» **Yazılı Alıştırma**:
Lütfen aşağıdaki listede "Find the grassy" içeren satırla başlayıp "POLYGON ((200 260, 189" içeren satırla biten bölümü, iki uç satır da dahil olmak üzere, boş satırları atlayarak numaralı maddeler hâlinde yazın.

» **Bölge ana hat kayıtları**:
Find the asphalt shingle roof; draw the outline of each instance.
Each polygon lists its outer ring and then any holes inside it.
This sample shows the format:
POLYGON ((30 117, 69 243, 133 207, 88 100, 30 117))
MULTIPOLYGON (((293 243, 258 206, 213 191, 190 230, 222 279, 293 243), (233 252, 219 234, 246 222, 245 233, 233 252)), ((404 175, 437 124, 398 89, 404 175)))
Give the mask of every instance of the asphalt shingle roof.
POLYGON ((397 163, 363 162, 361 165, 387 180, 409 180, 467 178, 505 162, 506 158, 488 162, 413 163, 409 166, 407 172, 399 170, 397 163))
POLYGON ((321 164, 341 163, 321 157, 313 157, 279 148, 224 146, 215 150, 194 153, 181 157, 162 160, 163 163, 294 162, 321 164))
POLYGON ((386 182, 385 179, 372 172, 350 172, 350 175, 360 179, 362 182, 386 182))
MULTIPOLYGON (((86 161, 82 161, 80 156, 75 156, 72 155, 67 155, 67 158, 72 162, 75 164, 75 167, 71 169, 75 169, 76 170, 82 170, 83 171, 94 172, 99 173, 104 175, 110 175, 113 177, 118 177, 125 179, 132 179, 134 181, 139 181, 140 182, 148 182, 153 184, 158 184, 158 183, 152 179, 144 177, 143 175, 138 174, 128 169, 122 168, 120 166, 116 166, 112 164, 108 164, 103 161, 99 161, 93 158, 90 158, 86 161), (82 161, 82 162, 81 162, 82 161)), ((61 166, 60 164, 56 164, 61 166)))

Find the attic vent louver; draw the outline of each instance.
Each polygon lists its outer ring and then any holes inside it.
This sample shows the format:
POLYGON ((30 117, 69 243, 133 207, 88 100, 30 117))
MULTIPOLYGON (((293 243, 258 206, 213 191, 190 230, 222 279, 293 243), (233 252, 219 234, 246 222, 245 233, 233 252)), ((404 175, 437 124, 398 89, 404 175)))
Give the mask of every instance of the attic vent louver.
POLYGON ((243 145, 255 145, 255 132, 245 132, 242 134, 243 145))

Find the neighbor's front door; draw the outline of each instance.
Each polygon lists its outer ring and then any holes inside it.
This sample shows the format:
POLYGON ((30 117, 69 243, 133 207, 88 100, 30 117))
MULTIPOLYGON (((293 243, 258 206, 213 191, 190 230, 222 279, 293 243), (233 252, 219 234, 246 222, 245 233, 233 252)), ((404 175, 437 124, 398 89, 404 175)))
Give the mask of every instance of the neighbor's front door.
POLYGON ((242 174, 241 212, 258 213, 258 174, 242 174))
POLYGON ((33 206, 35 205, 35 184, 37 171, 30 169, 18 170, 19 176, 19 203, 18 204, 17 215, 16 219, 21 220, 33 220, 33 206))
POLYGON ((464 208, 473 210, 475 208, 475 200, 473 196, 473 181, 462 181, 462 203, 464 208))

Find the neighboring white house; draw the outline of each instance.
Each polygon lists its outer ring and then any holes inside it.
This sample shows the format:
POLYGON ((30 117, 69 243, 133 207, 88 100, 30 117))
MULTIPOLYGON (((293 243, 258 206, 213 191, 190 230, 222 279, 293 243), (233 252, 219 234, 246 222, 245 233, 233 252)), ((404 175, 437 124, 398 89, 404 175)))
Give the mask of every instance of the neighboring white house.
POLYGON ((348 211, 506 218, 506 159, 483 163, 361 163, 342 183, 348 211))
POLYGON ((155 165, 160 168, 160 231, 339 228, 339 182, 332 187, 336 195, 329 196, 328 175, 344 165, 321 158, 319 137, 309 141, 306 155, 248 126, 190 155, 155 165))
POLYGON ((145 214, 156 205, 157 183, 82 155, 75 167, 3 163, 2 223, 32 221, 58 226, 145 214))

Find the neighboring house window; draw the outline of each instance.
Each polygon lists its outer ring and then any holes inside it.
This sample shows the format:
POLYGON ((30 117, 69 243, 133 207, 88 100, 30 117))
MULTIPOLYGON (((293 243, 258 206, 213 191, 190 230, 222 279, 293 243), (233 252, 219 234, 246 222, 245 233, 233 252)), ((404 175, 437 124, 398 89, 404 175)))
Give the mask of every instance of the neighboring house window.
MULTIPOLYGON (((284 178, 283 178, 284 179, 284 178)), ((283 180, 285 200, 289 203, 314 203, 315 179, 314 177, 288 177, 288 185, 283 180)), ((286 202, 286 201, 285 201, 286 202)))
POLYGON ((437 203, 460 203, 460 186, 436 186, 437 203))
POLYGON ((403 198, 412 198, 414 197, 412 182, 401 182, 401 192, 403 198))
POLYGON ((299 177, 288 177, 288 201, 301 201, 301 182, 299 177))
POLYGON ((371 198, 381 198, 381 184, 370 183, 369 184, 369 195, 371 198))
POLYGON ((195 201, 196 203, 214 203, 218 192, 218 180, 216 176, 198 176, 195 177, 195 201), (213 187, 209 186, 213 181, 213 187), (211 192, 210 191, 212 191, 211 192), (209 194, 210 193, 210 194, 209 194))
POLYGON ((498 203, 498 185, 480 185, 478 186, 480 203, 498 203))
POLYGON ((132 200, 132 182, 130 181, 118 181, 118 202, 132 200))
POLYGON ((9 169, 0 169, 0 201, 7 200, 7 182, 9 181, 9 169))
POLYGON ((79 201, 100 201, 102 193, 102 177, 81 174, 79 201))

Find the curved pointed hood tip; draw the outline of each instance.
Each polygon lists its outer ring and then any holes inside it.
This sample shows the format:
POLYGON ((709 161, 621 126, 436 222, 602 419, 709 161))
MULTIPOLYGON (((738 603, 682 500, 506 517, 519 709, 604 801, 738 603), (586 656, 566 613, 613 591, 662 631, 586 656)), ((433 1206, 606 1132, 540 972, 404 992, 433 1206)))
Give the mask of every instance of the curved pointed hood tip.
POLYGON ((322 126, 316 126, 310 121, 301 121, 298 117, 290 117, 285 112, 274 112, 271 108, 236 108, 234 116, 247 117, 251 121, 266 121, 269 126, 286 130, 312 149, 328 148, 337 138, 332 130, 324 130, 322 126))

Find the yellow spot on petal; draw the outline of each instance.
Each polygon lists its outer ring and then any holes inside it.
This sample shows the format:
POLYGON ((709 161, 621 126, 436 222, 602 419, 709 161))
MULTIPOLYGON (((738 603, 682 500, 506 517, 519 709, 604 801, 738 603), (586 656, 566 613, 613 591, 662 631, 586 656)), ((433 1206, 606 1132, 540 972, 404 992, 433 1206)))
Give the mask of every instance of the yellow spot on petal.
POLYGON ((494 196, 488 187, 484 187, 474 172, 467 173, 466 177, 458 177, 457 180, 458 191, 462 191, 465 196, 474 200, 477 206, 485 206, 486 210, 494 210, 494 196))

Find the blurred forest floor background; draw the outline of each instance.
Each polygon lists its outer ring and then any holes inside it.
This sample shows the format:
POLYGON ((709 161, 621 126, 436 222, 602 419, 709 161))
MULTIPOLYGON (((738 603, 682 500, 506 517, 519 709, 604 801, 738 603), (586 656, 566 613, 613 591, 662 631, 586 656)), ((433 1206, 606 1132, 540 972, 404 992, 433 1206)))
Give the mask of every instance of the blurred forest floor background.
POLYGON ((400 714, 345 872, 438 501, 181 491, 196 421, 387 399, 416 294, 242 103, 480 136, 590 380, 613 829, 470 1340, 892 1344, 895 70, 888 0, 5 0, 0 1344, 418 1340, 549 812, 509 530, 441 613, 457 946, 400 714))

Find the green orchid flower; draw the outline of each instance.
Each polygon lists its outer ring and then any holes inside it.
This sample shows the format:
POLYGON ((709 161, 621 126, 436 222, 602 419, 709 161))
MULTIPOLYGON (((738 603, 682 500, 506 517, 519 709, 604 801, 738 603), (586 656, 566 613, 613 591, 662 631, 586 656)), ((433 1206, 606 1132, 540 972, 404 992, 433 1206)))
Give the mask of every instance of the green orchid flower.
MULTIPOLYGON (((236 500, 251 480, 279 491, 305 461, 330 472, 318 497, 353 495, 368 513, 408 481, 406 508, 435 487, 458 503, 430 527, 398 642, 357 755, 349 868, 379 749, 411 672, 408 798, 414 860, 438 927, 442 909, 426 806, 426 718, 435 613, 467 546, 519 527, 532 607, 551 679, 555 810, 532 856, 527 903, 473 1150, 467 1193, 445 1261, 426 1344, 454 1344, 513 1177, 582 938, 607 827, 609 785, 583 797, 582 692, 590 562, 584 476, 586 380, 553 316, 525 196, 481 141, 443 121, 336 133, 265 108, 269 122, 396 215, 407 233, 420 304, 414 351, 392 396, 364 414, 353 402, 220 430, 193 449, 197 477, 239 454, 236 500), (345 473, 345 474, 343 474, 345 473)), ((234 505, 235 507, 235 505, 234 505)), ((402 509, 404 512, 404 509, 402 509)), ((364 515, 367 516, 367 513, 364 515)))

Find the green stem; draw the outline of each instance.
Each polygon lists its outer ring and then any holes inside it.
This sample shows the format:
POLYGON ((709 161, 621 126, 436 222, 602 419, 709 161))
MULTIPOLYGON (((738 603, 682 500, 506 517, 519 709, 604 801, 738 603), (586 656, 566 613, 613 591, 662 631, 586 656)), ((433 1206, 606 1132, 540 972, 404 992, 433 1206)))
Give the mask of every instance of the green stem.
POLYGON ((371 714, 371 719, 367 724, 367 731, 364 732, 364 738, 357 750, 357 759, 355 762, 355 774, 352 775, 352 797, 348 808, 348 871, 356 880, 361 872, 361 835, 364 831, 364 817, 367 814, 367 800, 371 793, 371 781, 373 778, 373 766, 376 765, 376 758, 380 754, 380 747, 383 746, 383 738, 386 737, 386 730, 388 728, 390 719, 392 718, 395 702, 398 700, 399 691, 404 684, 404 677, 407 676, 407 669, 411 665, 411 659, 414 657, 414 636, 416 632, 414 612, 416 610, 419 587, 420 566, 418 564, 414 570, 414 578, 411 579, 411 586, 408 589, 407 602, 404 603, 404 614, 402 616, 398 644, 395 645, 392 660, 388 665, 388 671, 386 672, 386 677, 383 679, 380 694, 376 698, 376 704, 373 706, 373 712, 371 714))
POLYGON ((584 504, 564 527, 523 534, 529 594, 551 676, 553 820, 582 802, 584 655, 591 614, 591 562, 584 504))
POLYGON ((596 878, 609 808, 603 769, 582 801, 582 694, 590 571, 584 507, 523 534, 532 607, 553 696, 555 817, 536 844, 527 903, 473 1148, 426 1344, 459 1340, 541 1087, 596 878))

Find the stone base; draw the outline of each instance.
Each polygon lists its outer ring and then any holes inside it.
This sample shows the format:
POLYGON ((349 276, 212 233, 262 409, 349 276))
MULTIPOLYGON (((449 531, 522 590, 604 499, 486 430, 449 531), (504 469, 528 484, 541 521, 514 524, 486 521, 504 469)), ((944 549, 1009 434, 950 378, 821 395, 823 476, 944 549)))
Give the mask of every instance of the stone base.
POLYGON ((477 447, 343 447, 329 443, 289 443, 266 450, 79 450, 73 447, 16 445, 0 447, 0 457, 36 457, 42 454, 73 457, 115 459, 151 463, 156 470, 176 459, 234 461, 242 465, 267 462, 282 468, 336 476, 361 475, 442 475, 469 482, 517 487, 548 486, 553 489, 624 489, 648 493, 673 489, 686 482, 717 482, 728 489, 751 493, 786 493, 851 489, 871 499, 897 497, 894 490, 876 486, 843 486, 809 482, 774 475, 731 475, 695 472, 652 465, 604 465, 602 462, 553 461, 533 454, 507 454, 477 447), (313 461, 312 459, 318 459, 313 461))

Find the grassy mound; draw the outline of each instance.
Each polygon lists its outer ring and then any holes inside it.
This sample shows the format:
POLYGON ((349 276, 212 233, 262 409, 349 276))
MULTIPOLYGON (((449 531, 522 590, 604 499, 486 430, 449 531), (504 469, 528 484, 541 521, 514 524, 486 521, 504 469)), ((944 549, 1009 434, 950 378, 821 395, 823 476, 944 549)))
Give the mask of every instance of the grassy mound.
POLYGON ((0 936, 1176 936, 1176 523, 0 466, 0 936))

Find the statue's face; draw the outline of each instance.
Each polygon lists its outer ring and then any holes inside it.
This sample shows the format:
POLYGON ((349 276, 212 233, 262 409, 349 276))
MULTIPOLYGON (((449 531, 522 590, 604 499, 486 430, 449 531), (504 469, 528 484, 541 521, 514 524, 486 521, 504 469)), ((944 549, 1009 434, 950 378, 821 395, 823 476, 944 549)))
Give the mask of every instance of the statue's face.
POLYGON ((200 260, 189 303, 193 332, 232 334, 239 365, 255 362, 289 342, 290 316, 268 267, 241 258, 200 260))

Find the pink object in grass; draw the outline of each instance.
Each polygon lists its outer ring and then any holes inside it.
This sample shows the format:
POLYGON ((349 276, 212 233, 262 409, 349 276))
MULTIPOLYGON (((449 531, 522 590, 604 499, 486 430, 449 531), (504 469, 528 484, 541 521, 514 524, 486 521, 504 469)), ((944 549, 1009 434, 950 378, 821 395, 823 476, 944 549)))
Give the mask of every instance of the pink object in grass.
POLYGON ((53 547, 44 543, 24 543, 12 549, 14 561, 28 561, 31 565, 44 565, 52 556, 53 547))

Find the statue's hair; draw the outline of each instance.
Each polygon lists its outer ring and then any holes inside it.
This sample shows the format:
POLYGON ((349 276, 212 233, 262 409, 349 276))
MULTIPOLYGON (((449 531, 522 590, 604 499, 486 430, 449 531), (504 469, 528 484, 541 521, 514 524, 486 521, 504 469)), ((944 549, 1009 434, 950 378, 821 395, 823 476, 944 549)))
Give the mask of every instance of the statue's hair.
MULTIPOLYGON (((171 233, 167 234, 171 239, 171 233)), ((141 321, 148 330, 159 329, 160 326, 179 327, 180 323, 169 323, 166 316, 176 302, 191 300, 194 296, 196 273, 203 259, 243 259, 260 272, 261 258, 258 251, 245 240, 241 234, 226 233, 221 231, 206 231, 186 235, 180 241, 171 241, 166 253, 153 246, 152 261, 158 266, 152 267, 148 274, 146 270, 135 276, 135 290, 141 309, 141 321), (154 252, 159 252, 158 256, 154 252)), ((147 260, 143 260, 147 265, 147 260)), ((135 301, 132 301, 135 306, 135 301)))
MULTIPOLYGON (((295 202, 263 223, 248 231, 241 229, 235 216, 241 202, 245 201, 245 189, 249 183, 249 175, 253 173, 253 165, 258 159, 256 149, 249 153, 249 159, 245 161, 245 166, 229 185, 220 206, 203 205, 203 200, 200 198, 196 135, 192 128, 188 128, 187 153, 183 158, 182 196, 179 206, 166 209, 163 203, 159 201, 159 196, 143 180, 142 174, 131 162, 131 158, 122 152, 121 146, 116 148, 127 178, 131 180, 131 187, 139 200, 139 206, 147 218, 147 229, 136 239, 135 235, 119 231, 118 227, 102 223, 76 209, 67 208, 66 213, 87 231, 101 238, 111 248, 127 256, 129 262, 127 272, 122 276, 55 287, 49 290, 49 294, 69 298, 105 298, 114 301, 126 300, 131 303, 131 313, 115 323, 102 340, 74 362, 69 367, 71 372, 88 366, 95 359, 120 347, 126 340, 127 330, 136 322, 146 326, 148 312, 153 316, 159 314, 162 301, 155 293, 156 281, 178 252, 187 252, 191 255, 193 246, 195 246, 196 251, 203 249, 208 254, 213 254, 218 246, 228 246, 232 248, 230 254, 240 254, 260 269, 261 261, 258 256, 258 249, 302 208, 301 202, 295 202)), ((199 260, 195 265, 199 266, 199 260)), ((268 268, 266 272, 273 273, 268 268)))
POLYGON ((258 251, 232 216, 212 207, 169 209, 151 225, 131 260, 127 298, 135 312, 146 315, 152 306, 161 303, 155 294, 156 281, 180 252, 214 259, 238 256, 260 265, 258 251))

» **Problem Çözümü**:
1. Find the grassy mound; draw the outline of each instance.
2. Each polygon lists its outer ring and then any holes inside it.
3. This sample shows the format:
4. POLYGON ((349 276, 212 233, 262 409, 349 276))
5. MULTIPOLYGON (((449 531, 522 590, 604 499, 486 430, 449 531), (504 469, 528 484, 541 521, 514 524, 486 521, 504 469)), ((944 549, 1009 434, 950 378, 821 395, 823 476, 944 549)))
6. Give the mask of every instance of the grassy mound.
7. POLYGON ((0 936, 1176 936, 1176 523, 0 466, 0 936))
8. Find the statue's face; draw the outline of each instance.
9. Each polygon lists its outer ring and then any holes inside it.
10. This sample shows the format:
11. POLYGON ((349 276, 212 233, 262 409, 349 276))
12. MULTIPOLYGON (((449 531, 522 590, 604 499, 486 430, 449 531), (504 469, 528 484, 541 521, 514 524, 486 521, 504 469)), ((944 549, 1009 434, 950 378, 821 395, 823 476, 944 549)))
13. Give the mask of every instance of the statue's face.
14. POLYGON ((200 260, 189 303, 193 332, 232 334, 239 365, 255 362, 289 342, 290 316, 268 267, 241 258, 200 260))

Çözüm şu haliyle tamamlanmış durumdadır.